Pada abad
ke 14, sebuah arca batu Bhairawa dengan berat sekitar 4 ton dan memiliki tinggi
sekitar 4,41 meter, melintasi sungai itu. Meliuk dari muara melewati alirannya
yang besar menuju pedalaman di Dharmasyara. Bambang Budi Utomo, seorang
arkeolog Indonesia, memandang batang sungai itu, dan belum menemukan
jawabannya, bagaimana orang-orang masa lalu mengangkutnya. Memindahkannya dari
satu tempat ke tempat lain, dengan jarak ratusan kilometer.
“Pengangkutan
barang dan manusia melalui jalan darat di wilayah Asia Tenggara baru
dikembangkan pada abad ke 19,” begitu Bambang Budi Utomo menuliskan makalahnya.
500 tahun
berselang, perjalanan darat baru dimulai dengan massif. Rentang waktu itu
menjadikan sungai dan secara umum perairan adalah lalu lintas yang jadi nadi
utama. Dan di batang sungai Batanghari inilah, saya dan Bambang Budi Utomo
berdiri di pesisirnya, menyaksikan jalan itu.
Sejak 11
Juli hingga 19 Juli 2022, saya bersama 50-an peserta dalam Ekspedisi Sungai
Batanghari, oleh Direktorat Pelindungan Kebudayaan, Kementerian Pendidikan, Kebudayaan,
Riset, dan Teknologi Indonesia, menjelajahi sungai ini dari pedalaman
Dharmasraya di Sumatera Barat (tujuh kabupaten/kota), menuju hilir di kampung
Teluk Majelis, kabupaten Tanjung Jabung Timur, provinsi Jambi. Perjalanan itu,
menggunakan kapal mesin yang berpendingin ruangan dari kepolisian air Polda
Jambi.
Pada
awalnya, ekspedisi ini akan menyusur batang sungai tanpa jedah, lalu berhenti
di perkampungan. Namun, beberapa badan sungai, rupanya tak bisa dilayari karena
kondisi sungai yang sudah mengalami pendangkalan. Praktis perjalanan penuh dengan
mlintasi air, dilakukan di Dhamasraya menuju situs Pulau Sawah, kemudian di dari
kampung Rambutan Masam, menuju kota Jambi dan Teluk Majelis.
Saat
melihat dan menyentuh air sungai Batanghari yang keruh dan berlumpur itu, pengetahuan
yang dibangun sebelum menjejaknya menjadi sirna seketika. Saya menjadi tak tahu
apa-apa. Ini adalah sungai purba yang menciptakan kebudayaan agung di sepanjang
pesisirnya. Ratusan situs budaya, dari mulai candi, stupa, wihara, hingga
bangunan kolonial menjadi saksinya.

DATA YANG DISEDIAKAN.
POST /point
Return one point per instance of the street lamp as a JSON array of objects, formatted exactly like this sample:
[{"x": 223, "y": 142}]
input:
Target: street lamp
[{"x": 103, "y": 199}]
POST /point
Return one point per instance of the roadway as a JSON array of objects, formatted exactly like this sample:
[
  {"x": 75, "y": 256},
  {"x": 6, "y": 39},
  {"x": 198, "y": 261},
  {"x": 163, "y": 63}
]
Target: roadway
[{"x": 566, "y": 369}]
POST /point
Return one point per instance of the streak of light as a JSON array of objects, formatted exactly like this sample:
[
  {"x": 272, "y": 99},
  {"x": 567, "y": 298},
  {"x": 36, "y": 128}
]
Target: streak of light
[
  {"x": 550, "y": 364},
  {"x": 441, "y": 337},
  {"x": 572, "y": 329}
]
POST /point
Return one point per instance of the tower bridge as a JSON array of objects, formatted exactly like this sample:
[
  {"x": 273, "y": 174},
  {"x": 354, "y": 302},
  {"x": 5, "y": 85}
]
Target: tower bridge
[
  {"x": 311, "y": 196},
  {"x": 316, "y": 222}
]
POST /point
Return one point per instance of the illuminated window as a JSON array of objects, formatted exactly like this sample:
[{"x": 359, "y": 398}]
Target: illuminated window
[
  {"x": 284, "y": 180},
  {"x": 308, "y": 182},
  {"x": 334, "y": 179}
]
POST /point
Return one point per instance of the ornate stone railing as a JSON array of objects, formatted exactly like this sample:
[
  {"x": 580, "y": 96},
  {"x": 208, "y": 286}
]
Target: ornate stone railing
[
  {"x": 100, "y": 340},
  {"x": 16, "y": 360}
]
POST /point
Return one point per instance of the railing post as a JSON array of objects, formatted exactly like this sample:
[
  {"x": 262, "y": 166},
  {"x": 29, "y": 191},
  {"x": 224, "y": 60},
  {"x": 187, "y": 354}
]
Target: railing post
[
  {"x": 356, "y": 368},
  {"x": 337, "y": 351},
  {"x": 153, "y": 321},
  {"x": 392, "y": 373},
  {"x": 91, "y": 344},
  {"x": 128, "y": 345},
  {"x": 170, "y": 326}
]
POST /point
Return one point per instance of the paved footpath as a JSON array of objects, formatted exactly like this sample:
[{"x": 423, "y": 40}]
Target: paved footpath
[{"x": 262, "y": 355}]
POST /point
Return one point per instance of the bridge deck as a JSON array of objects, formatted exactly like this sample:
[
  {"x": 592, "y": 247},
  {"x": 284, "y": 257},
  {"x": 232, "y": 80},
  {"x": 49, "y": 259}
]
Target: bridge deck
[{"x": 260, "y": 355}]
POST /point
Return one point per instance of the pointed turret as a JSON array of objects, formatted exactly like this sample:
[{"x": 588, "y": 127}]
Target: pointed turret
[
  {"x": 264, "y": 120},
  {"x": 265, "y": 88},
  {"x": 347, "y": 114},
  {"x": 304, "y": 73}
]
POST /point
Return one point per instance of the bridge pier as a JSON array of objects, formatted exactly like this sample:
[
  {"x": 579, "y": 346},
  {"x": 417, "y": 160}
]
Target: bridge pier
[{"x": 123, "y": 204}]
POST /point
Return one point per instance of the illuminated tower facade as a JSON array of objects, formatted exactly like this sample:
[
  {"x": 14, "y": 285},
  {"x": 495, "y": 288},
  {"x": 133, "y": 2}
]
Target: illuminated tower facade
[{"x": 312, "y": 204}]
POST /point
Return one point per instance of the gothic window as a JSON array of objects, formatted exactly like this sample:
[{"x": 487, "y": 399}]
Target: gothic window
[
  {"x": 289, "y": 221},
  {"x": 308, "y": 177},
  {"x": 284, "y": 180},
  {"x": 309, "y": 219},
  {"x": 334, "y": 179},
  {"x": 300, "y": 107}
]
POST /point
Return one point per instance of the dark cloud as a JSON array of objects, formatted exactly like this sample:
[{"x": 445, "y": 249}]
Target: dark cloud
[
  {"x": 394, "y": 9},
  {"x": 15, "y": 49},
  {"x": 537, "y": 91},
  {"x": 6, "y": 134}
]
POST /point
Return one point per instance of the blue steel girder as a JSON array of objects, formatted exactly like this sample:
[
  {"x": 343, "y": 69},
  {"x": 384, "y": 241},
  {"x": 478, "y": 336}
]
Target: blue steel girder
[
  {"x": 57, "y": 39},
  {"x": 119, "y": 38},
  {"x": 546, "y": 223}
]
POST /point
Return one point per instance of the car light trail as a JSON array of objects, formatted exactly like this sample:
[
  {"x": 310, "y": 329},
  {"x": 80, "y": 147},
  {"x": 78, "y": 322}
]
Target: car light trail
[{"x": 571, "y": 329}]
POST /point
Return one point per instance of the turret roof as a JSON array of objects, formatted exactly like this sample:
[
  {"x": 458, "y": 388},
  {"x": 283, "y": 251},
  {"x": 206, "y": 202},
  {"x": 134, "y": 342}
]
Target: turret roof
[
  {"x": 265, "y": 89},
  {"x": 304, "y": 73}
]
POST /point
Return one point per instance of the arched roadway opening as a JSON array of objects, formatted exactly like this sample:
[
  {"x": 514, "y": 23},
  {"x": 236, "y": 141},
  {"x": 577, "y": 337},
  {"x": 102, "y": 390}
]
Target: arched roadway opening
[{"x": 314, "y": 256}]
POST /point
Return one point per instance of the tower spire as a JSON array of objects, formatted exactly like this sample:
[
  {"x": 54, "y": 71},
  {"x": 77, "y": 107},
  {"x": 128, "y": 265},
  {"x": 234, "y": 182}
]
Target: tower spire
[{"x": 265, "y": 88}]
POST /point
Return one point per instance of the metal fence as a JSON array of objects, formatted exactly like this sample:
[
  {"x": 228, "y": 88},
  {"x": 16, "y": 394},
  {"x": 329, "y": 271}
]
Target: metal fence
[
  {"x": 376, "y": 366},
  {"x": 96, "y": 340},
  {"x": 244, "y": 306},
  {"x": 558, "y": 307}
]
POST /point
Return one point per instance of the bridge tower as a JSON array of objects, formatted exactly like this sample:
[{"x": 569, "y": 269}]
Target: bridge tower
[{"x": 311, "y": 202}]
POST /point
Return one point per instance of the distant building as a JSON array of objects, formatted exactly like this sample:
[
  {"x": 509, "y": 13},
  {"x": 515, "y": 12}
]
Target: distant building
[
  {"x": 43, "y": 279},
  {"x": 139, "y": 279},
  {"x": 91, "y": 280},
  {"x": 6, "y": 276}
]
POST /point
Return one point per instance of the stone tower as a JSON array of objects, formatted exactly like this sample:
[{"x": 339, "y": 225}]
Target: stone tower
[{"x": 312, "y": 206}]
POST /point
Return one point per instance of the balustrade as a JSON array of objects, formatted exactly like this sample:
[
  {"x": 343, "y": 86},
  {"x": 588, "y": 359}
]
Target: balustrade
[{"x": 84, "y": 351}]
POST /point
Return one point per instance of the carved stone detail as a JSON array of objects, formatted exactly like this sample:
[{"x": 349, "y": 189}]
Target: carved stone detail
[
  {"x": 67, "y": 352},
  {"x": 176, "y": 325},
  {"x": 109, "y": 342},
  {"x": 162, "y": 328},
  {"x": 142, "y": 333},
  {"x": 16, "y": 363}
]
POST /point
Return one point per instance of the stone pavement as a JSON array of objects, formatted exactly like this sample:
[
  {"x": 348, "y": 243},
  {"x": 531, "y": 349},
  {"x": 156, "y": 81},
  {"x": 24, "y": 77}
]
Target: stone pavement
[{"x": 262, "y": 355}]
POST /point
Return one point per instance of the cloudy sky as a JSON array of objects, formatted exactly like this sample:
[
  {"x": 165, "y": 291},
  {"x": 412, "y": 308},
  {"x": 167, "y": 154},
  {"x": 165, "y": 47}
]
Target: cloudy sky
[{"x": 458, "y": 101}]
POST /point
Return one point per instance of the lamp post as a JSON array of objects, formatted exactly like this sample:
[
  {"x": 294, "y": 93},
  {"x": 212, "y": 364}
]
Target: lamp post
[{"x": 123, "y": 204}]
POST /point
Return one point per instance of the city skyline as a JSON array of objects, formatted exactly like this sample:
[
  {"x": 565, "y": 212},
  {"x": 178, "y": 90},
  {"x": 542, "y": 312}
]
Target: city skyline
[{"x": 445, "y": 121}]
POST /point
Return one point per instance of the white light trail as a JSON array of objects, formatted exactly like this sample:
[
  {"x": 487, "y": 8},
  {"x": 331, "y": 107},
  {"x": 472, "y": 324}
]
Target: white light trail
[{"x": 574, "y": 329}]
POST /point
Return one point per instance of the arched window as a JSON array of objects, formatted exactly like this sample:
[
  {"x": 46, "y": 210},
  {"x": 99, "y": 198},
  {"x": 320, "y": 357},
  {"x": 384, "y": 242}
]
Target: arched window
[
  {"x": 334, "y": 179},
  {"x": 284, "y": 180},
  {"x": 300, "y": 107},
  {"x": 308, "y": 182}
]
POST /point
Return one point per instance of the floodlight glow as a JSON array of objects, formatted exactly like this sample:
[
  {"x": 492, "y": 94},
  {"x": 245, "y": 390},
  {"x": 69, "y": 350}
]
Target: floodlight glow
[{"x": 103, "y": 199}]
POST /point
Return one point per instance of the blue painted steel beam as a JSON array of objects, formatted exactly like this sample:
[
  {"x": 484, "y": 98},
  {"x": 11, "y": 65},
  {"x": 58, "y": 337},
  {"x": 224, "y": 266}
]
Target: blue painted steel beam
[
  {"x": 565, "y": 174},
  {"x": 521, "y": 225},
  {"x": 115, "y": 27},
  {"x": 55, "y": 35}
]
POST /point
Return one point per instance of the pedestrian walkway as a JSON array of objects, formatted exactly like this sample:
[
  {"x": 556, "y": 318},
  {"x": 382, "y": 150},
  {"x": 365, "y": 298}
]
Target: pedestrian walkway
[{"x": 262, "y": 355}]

YANG HARUS DIKERJAKAN.
a - Menurut teks bacaan tentang Sungai Batanghari, berapa perkiraan berat arca batu Bhairawa yang melintasi sungai itu pada abad ke-14?
b - Tuliskan lanjutan teks bacaan tentang Sungai Batanghari, dimulai setelah kalimat terakhirnya.
Item-item di atas tidak dipakai di sini.

JAWABAN YANG DIHARAPKAN.
a - Sekitar 4 ton.

b -
Sungai
agung yang membentang sejauh 800 km. Sungai yang penuh romantisme yang
diabadikan dalam pantun melayu. Tapi, rasanya sulit mengembalikan kiasan
“mewah” dalam pantun tentang Batanghari, yang ada malah kemarahan dan
kekecewaan. Di situs benteng Tembesi, siang hari ketika kapal mulai menelusuri
airnya menuju Jambi, kami terperangkap di tengah sungai karena lambung kapal
kandas. Pasir dan lumpur menumpuk serupa pulau kecil di tengah badan sungai.
Saya
sungguh terperanjat. Memandangi sekeliling sungai dan menjadi begitu sedih
melihat keadaannya. Dan ketika seorang ABK mengangkat mesin kapal,
baling-balingnya terlihat kecoklatan, karena tertempel lumpur. Dia kemudian
membuka kaos dan mengganti celana panjangnya dengan celana pendek, lalu
melompat turun ke air. Plung, orang itu tak berenang melainkan berdiri dan
badannya hanya tenggelam hingga pinggang. Dia berjalan mengelilingi badan kapal
lalu memasang tali, lalu sebuah speedboat karet bermesin menariknya. Kapal
bergoyang dan lepas.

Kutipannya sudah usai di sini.